§ **Selected extract**
◇ ◇ ◇

One of the intellectual problems encountered by atheism, though not one that is frequently mentioned, is its tendency to reductionism. If the universe is closed, then ultimately the story of things is much less complex than they might otherwise be and far more predictable. Indeed, the atheist account of reality is frequently boring. I am reminded of Carl Sagan’s now famous description of the stars: “Billions and billions” (no one else could do as much with the letter “b” as Carl). The sadness of his account was that bigness somehow was made to substitute for the wonder of everything. In the end, finite is still just finite.
Most recently, one of the new champions of atheism (and they are getting a bit bolder these days), Daniel Dennett, has offered a book: Breaking the Spell: Religion as a Natural Phenomenon. It is devastatingly reviewed in last January’s First Things by David Hart, an Orthodox lay theologian. Hart is among the more deft of contemporary writers with an insight into both theology and contemporary culture that is masterful, to say the least. I only hope that if I ever write a book, and it were reviewed by Hart, that it would be a book he liked. When he dismantles something, it is pretty much done for.
Dennett’s thesis is to put forward the idea that religion is merely a natural phenomenon that evolved like everything else. Hart deconstructs Dennett’s thesis as thoroughly as I could imagine. I offer a short quote:
Unfortunately, all evolutionary stories about culture suffer from certain inherent problems. Evolutionary biology is a science that investigates chains of physical causation and the development of organic life, and these are all it can investigate with any certainty. The moment its principles are extended into areas to which they are not properly applicable, it begins to cross the line from the scientific to the speculative. This is fine, perhaps, so long as one is conscious from the first that one is proceeding in stochastic fashion and by analogy, and that one’s conclusions will always be unable to command anyone’s assent. When, though, those principles are translated into a universal account of things that are not in any definable way biological or physically causal, they have been absorbed into a kind of impressionistic mythology, or perhaps into a kind of metaphysics, one whose guiding premises are entirely unverifiable.

◇ ◇ ◇

§ **Recorded information**
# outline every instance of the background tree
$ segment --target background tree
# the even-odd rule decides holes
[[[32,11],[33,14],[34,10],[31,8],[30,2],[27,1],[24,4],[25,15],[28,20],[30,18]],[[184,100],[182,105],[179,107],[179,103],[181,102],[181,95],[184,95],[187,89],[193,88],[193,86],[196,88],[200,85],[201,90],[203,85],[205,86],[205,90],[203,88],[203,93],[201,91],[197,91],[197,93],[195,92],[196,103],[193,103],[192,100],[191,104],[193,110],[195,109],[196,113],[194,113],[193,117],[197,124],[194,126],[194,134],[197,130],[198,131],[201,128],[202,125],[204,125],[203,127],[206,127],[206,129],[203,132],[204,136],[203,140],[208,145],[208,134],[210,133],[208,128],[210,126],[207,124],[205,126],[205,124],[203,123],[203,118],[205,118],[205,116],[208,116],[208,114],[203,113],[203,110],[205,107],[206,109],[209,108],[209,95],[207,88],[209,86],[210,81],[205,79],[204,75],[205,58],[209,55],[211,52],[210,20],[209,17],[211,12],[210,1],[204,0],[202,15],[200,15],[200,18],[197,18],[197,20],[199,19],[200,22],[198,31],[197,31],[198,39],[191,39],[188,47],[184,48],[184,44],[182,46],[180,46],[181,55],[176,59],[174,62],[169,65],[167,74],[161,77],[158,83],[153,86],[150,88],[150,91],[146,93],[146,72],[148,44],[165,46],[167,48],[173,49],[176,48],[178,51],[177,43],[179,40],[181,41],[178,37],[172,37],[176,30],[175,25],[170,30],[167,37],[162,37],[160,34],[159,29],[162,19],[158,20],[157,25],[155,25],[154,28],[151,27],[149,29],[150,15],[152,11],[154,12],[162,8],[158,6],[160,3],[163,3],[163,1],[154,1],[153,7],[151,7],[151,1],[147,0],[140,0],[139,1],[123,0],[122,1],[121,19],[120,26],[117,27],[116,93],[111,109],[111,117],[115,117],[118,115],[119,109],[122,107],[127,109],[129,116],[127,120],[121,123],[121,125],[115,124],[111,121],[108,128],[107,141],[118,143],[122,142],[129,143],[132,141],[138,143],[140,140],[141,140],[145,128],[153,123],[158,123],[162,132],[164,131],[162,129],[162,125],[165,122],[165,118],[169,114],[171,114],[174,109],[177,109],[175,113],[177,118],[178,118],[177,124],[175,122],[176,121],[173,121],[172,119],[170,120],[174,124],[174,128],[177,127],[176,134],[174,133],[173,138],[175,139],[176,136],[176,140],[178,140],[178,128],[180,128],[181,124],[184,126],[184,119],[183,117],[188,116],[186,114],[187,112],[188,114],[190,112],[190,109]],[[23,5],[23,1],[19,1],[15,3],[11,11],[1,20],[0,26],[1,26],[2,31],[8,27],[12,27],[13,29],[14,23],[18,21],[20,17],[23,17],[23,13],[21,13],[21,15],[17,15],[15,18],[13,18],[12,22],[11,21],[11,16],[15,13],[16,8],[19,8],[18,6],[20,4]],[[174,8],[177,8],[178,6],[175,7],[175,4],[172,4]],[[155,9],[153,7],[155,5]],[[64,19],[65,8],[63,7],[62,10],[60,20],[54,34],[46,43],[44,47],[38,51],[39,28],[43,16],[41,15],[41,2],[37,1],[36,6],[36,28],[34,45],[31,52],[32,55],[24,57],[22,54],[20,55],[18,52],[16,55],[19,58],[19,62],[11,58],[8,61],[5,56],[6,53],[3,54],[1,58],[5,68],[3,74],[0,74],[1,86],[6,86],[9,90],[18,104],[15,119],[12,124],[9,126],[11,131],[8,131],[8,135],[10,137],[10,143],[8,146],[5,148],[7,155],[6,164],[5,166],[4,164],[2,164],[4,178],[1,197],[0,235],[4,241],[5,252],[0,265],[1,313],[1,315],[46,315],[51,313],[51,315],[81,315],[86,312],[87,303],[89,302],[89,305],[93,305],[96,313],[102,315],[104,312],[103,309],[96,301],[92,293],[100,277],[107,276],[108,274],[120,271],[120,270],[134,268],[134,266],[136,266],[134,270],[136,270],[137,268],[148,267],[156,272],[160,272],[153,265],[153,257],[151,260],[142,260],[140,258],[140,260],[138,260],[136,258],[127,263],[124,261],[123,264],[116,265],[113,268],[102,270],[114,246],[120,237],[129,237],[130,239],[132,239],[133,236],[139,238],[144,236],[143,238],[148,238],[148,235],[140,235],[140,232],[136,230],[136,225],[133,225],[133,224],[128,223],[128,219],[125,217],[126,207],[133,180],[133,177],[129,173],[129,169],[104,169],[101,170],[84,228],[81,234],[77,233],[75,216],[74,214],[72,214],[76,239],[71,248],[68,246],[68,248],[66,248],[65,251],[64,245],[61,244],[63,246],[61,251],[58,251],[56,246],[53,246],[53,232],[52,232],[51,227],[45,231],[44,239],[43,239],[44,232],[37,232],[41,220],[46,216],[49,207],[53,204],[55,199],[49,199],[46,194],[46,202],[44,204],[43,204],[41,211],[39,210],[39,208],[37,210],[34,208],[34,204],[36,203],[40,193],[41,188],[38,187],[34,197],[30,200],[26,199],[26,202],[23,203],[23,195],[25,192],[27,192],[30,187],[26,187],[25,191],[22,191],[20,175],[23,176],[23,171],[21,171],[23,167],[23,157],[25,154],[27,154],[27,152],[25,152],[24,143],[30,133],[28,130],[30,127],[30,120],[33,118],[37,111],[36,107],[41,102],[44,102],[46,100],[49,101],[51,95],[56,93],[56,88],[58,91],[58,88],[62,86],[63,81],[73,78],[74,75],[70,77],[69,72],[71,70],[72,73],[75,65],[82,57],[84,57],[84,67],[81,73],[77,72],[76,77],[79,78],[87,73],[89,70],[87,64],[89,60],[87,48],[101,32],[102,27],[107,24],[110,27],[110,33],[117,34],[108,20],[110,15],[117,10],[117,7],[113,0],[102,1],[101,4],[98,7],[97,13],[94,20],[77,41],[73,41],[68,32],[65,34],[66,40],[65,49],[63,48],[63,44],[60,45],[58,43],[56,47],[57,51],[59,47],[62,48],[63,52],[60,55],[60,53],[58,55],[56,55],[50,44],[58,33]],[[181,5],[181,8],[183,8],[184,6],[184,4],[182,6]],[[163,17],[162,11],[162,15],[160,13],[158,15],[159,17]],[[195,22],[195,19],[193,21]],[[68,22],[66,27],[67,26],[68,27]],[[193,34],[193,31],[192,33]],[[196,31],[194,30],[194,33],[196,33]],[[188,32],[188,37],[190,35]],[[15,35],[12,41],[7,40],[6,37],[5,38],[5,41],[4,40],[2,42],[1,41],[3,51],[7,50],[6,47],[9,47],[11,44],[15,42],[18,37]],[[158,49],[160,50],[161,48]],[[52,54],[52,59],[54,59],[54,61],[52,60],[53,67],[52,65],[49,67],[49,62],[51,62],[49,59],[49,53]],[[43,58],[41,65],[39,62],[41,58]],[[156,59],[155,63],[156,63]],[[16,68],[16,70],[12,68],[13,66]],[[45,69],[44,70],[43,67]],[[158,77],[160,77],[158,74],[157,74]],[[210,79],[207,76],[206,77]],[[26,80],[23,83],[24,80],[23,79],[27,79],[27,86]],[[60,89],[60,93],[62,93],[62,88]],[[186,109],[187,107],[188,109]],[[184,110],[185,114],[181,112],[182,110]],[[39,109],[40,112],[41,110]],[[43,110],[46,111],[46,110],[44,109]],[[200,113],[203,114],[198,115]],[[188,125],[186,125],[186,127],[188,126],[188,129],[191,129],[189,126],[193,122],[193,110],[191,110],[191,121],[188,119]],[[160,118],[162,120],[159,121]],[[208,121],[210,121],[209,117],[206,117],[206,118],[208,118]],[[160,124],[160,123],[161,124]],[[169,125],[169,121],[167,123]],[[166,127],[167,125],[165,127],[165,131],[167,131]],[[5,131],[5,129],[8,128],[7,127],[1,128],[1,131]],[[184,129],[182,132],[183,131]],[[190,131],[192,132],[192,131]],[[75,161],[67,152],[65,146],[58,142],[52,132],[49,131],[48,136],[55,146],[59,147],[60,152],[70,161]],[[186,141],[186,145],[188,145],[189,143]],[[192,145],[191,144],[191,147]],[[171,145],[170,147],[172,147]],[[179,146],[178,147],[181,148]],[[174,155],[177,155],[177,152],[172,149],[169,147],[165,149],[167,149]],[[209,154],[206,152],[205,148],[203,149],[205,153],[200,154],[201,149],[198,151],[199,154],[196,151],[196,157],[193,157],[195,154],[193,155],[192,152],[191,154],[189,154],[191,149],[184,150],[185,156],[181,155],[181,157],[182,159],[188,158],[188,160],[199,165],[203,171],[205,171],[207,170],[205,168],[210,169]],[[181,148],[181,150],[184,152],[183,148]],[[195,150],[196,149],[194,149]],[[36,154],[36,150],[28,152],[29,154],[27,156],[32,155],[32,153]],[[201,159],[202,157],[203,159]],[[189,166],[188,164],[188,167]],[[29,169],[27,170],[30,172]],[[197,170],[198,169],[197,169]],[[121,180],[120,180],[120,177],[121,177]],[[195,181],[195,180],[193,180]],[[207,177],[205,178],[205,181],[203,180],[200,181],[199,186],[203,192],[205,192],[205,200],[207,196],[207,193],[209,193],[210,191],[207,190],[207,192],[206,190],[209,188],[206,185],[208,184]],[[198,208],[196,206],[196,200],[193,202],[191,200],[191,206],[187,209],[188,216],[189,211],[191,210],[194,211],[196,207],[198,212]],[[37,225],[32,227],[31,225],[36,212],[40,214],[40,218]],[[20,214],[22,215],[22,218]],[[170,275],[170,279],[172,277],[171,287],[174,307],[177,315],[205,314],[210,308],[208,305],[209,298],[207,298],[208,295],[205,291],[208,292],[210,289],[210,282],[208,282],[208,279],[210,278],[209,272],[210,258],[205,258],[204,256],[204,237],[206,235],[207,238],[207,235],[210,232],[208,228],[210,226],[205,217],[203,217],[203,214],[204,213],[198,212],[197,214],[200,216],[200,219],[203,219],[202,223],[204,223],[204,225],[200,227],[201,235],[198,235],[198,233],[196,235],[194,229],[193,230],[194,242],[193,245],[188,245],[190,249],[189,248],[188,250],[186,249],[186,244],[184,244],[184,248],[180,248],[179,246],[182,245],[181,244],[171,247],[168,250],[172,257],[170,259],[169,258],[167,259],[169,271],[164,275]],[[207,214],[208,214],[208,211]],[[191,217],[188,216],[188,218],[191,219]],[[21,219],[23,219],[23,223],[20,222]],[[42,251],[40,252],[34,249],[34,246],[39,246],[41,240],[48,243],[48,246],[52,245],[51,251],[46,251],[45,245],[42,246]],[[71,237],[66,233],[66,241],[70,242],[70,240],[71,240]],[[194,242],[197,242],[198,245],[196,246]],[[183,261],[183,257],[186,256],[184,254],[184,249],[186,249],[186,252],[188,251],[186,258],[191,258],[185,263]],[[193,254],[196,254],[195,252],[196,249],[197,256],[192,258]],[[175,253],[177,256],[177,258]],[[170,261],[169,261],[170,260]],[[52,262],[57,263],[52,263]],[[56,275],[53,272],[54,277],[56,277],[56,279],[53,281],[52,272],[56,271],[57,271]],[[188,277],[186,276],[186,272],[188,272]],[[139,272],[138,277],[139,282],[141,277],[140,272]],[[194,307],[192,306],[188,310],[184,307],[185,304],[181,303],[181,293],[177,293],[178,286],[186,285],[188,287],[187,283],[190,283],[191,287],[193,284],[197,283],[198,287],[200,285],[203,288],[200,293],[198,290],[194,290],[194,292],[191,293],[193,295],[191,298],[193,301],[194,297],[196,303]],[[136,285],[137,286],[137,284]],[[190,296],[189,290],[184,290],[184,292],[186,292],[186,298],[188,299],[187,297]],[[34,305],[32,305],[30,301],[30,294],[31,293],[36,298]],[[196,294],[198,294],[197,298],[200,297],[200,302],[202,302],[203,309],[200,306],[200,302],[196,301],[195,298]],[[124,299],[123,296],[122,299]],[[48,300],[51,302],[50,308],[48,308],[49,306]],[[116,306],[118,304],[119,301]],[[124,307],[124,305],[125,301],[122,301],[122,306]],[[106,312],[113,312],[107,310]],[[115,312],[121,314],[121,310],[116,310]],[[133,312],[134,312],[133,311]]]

◇ ◇ ◇

§ **Task A**
In the essay on atheism and reductionism, who wrote the review of Dennett's book that appeared in First Things?
§ **Task B**
Pick up the essay on atheism and reductionism after its final sentence and carry it forward.

§ **Written response A**
David Hart, an Orthodox lay theologian.

§ **Written response B**
In fact, the presupposition that all social phenomena must have an evolutionary basis and that it is legitimate to attempt to explain every phenomenon solely in terms of the benefit it may confer (the “cui bono? question,” as Dennett likes to say) is of only suppositious validity. Immensely complex cultural realities like art, religion, and morality have no genomic sequences to unfold, exhibit no concatenations of material causes and effects, and offer nothing for the scrupulous researcher to quantify or dissect.
Hart is a masterful writer, occasionally dense to the reader – but always worth spending the time to follow the paths he makes. The entire article may be read here. I heartily (no pun intended) recommend it.